Herbert Neumann and his wife were confused when the German Democratic Republic (GDR) began the construction of a wall in 1961 in East Berlin, a mere five feet from their apartment front door. For the next thirty years, the Neumanns lived in the dark shadow of the wall as their street became known as the “death strip.” Although photography of the wall was strictly forbidden, Herbert Neumann secretly documented the fortification of his street from his bathroom window and developed the film in his bathtub. Journalist Thalia Gigerenzer visits the Neumanns, who still live in the very same apartment, and shares the couple’s firsthand account of what it was like to live in the shadow of the Berlin Wall.
At first glance, Bouché Straße seems almost identical to any other street in the sleepy residential area on the border of the Treptow and Neukölln neighbourhoods. The parade of five-story apartment blocks is interrupted briefly by a boxy, bright yellow Edeka supermarket that squats in a nondescript parking lot. Tall trees line the street on both sides.
Aside from the occasional jangle of shopping carts and muffled laughter coming from the corner shop, it is very still. But there is something a little strange about this seemingly unremarkable street; it feels somehow unbalanced. The trees on the eastern side of the street are skinny and young and the streetlights ungainly and imposing. On the opposite side, the trees are gnarled, thick and mature, and the sidewalks are lined with stately gas lamps.

> _Work instructions_
Reproduce the Berlin Wall passage word for word between "Aside from the" and "stately gas lamps.", inclusive.

> _Items_

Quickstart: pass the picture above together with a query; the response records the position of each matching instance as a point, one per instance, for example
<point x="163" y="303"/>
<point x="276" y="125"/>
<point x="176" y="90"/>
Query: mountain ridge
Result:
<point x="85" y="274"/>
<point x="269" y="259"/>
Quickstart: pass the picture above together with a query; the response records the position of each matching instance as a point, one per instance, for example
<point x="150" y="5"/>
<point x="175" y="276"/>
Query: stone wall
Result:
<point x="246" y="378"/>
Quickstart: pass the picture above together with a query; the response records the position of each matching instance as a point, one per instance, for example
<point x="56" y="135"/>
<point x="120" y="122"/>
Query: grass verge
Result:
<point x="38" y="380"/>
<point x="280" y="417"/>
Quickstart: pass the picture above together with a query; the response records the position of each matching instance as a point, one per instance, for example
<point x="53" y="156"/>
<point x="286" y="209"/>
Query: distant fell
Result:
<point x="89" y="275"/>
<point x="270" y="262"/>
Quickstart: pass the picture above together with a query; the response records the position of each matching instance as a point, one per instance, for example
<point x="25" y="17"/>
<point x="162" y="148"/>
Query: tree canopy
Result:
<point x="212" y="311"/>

> _Solved problem_
Aside from the occasional jangle of shopping carts and muffled laughter coming from the corner shop, it is very still. But there is something a little strange about this seemingly unremarkable street; it feels somehow unbalanced. The trees on the eastern side of the street are skinny and young and the streetlights ungainly and imposing. On the opposite side, the trees are gnarled, thick and mature, and the sidewalks are lined with stately gas lamps.